Fragmento elegido -
================

El libro está lleno de imágenes grises, fotos de edificios ruinosos, paisajes derruidos, y estaciones de tren. La estación de tren es el símbolo de Austerlitz, una de sus grandes obsesiones, porque es la representación del apátrida, de quien no tiene un hogar y deambula en busca de uno. Las descripciones de las distintas estaciones son algunas de las páginas más hermosas de la novela, como si Austerlitz pudiese por fin hablar de sí mismo con sinceridad al hablar de ellas. Hasta muy entrada la vida adulta había tratado de esquivar los horrores de su pasado, pero en un intento de encontrar las raíces perdidas Austerlitz emprende una investigación sobre el destino de sus padres biológicos.
Austerlitz representa los horrores posteriores al nazismo, las consecuencias brutales sobre toda una generación de niños convertidos para siempre en desarraigados. Y, a su vez, también se yergue como la imagen del hombre moderno, desprovisto de pilares en los que sostenerse, cada vez más solo entre las multitudes, más ajeno a los ideales con los que comulgan las sociedades, sintiendo con horror que existe en su alma un gran desierto vacío. Esta es la gran carga trágica de Austerlitz, ser en todas partes el extranjero y el extraño, no encontrar jamás su sitio, ser siempre un nómada entre los vagones, un espectro de unas vidas que se perdieron en los siglos.
La muerte de Sebald provocó que el destino de Austerlitz quedase incompleto, lo que contribuye a su vez a consagrar su imagen como eterno nómada. Ni siquiera su autor pudo encontrarle un final digno. No alcanzó a nuestro eterno extranjero la muerte por lo que el lector romántico puede todavía soñar que en cualquiera de sus viajes, en el asiento de al lado, un hombre pronto comenzará a hablarle de la arquitectura de las estaciones de tren en un perfecto francés formal.

================

Datos registrados -
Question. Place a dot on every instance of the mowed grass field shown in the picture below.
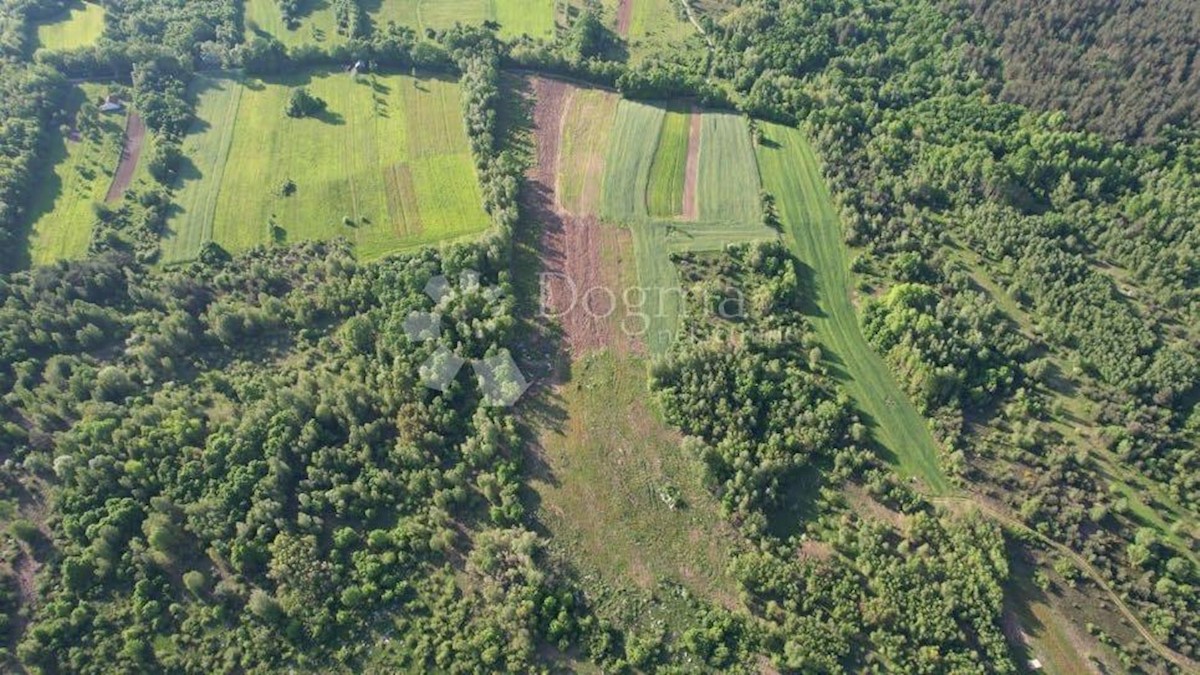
(81, 27)
(387, 166)
(587, 127)
(665, 190)
(317, 24)
(645, 181)
(516, 17)
(77, 173)
(729, 172)
(635, 136)
(791, 172)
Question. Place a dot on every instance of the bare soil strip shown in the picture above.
(574, 290)
(135, 137)
(624, 17)
(691, 173)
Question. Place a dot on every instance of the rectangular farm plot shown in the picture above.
(582, 147)
(81, 25)
(635, 137)
(670, 166)
(729, 173)
(315, 25)
(387, 166)
(78, 172)
(515, 17)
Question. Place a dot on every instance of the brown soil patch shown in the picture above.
(691, 173)
(574, 288)
(135, 137)
(624, 17)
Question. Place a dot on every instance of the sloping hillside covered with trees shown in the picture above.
(1125, 69)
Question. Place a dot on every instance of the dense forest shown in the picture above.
(1125, 69)
(964, 189)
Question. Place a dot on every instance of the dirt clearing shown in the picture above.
(691, 174)
(135, 137)
(575, 291)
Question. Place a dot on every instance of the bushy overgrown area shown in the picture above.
(901, 100)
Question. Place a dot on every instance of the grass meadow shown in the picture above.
(635, 136)
(792, 173)
(516, 17)
(664, 195)
(387, 166)
(729, 172)
(81, 25)
(317, 24)
(77, 173)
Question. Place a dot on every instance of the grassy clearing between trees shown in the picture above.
(516, 17)
(629, 197)
(791, 172)
(387, 166)
(729, 173)
(630, 156)
(78, 171)
(81, 25)
(670, 166)
(317, 23)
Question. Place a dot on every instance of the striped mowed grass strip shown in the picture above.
(582, 149)
(792, 173)
(516, 17)
(76, 173)
(81, 25)
(406, 217)
(352, 169)
(729, 173)
(630, 155)
(669, 169)
(207, 148)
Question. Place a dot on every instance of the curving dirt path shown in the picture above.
(135, 138)
(1001, 517)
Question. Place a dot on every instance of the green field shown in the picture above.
(387, 166)
(587, 127)
(729, 173)
(81, 27)
(317, 24)
(664, 197)
(635, 136)
(516, 17)
(77, 174)
(792, 174)
(729, 211)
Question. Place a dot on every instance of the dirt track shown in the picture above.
(575, 291)
(135, 137)
(691, 173)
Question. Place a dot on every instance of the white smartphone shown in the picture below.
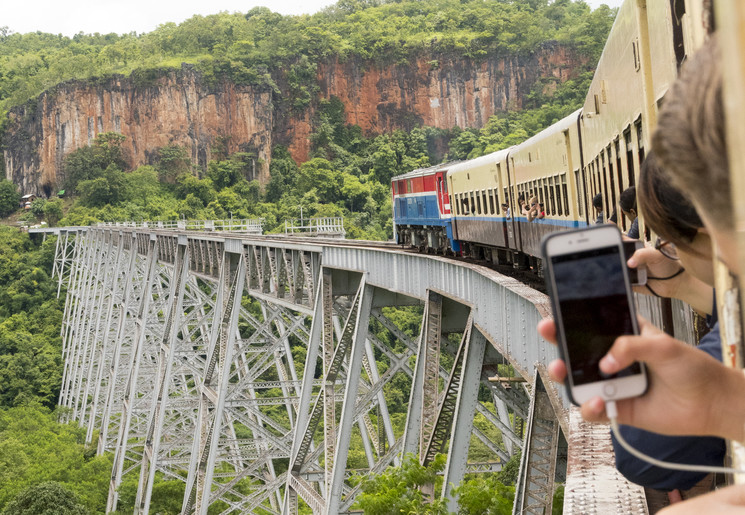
(589, 286)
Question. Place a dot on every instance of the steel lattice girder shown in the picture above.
(123, 327)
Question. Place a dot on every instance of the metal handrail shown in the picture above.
(320, 225)
(249, 225)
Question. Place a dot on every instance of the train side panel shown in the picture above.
(478, 190)
(421, 209)
(544, 168)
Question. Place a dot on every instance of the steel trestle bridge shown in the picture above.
(245, 365)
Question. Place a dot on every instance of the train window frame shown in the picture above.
(565, 191)
(580, 194)
(629, 156)
(619, 165)
(641, 151)
(591, 171)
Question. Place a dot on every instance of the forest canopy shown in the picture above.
(348, 174)
(252, 47)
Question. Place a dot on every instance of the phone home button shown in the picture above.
(609, 390)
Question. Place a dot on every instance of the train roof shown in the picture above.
(420, 172)
(494, 157)
(552, 130)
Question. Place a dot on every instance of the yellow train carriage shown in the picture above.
(479, 190)
(547, 167)
(640, 60)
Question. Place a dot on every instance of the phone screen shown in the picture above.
(591, 291)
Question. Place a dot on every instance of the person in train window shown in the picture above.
(530, 209)
(541, 213)
(627, 203)
(690, 393)
(679, 266)
(597, 203)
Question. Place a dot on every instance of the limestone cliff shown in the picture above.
(179, 108)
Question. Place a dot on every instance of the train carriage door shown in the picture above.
(513, 228)
(443, 203)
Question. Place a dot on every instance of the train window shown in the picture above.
(593, 188)
(619, 171)
(540, 191)
(637, 58)
(629, 155)
(604, 185)
(566, 196)
(639, 141)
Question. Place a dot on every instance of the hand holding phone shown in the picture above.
(590, 290)
(638, 275)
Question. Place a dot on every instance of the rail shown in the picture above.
(326, 226)
(252, 226)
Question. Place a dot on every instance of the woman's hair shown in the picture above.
(627, 200)
(597, 201)
(690, 136)
(666, 211)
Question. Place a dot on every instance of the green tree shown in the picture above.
(90, 163)
(173, 160)
(9, 197)
(50, 498)
(37, 208)
(53, 211)
(223, 173)
(398, 489)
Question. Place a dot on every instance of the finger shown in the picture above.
(647, 328)
(547, 330)
(594, 410)
(557, 371)
(650, 349)
(643, 256)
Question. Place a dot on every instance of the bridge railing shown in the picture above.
(325, 226)
(252, 226)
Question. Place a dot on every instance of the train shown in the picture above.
(471, 208)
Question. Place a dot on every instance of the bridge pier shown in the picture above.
(181, 352)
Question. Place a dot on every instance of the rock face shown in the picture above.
(178, 108)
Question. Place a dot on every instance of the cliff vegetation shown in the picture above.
(249, 48)
(347, 173)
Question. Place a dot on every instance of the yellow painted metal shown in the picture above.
(731, 22)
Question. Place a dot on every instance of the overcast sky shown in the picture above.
(69, 17)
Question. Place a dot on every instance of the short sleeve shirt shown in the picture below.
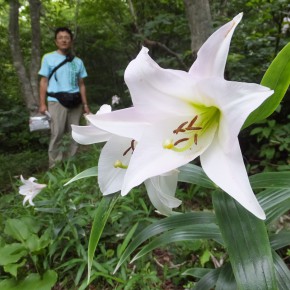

================

Objetivo - En el fragmento sobre la novela Austerlitz, ¿qué aparece en las imágenes grises que llenan el libro? Nombra todo lo que se menciona.

Tu respuesta -
- Fotos de edificios ruinosos
- Paisajes derruidos
- Estaciones de tren